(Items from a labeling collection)
--------------------------------------------------

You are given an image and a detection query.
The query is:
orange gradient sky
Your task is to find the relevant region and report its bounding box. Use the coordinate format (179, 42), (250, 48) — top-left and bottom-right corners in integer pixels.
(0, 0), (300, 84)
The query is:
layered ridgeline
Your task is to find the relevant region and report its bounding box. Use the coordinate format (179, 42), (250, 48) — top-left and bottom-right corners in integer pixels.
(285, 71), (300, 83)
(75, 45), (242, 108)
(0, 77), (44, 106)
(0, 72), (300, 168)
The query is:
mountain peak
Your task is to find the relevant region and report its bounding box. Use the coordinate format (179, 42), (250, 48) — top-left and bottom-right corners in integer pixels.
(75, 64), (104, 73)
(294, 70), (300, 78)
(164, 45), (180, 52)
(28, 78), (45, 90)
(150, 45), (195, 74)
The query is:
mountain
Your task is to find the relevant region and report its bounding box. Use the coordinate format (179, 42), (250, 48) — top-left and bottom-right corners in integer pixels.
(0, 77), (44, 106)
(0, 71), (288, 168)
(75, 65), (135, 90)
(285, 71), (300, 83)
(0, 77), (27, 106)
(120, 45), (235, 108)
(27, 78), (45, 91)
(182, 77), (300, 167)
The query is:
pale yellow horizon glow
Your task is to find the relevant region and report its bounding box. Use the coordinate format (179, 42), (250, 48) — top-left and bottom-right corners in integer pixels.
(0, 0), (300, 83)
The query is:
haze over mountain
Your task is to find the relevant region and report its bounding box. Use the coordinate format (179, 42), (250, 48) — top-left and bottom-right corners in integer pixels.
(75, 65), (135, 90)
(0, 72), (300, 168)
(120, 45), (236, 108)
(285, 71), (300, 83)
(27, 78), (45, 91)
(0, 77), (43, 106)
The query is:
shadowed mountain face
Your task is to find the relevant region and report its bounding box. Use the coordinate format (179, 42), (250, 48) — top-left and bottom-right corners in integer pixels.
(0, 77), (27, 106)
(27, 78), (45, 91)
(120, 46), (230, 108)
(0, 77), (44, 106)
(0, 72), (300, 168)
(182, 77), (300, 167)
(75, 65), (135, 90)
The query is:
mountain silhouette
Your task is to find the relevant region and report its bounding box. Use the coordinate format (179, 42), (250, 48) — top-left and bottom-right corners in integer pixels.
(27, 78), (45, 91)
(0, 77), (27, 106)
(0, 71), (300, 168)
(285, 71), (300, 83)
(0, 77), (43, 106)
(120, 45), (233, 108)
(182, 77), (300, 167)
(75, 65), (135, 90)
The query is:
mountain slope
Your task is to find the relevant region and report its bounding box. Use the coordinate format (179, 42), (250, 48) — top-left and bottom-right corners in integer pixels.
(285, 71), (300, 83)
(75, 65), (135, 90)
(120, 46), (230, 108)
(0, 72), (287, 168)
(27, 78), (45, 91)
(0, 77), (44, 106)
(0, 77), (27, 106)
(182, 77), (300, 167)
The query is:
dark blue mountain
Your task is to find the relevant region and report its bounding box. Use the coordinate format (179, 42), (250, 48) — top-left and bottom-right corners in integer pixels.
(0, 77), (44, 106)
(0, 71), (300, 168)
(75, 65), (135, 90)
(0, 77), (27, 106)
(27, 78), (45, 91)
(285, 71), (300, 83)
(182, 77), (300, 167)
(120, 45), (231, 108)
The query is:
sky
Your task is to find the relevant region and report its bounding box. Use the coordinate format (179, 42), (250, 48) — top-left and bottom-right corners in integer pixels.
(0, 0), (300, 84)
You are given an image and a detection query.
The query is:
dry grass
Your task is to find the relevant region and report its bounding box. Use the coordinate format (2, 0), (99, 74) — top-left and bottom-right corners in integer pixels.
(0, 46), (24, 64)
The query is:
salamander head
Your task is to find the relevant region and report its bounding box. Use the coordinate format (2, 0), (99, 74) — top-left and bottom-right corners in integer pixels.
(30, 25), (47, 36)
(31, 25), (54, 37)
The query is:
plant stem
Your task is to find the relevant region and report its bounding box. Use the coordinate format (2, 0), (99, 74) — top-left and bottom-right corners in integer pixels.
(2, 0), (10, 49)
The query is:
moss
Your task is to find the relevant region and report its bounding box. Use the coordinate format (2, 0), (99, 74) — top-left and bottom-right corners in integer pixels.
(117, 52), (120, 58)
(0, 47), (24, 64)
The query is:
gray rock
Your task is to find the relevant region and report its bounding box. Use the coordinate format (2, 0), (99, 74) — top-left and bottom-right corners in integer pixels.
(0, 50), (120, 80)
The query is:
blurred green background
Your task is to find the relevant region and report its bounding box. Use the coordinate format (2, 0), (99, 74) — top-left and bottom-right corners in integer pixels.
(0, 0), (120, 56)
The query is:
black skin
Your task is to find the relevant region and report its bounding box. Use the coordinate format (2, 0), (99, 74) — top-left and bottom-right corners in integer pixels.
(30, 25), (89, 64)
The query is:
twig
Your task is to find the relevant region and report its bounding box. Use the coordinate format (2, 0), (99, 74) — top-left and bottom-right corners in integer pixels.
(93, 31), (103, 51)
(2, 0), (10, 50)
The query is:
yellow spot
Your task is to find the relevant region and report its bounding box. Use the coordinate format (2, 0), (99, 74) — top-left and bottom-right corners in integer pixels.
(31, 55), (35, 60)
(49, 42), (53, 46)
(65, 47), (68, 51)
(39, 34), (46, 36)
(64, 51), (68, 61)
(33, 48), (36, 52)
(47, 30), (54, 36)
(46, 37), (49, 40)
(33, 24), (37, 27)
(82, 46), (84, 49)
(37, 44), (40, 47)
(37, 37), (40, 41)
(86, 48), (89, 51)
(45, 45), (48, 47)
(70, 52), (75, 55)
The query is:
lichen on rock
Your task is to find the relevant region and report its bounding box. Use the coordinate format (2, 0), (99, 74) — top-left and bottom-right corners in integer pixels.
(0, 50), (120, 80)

--------------------------------------------------

> DIRECTIVE: Rewrite the items from the start through the line containing "(150, 45), (195, 74)", including the requests. Multiply every bounding-box coordinate in the answers by 1.65 and round to the nearest whole number, with halves rounded up. Leave the requests and their coordinate format samples unchanged.

> EXERCISE ANSWER:
You are given an image and a detection query.
The query is:
orange gradient sky
Your task is to find the relevant region and report its bounding box. Use the coordinate format (179, 42), (250, 48) — top-left and bottom-right corners in integer pixels.
(0, 0), (495, 139)
The query is:
layered ridgeline
Your task is to find the relevant region and report its bounding box. Use the coordinate format (179, 42), (250, 48) — top-left and bottom-right corners in integer pixels.
(470, 117), (495, 137)
(124, 74), (399, 178)
(0, 127), (73, 175)
(0, 119), (495, 277)
The query is:
mountain peak
Your task is to find the relevant region and report its bounding box. Use the coordinate format (179, 42), (250, 48) — top-left and bottom-right corners in integer pixels.
(124, 106), (172, 120)
(485, 116), (495, 129)
(271, 74), (297, 86)
(46, 129), (74, 149)
(248, 74), (322, 122)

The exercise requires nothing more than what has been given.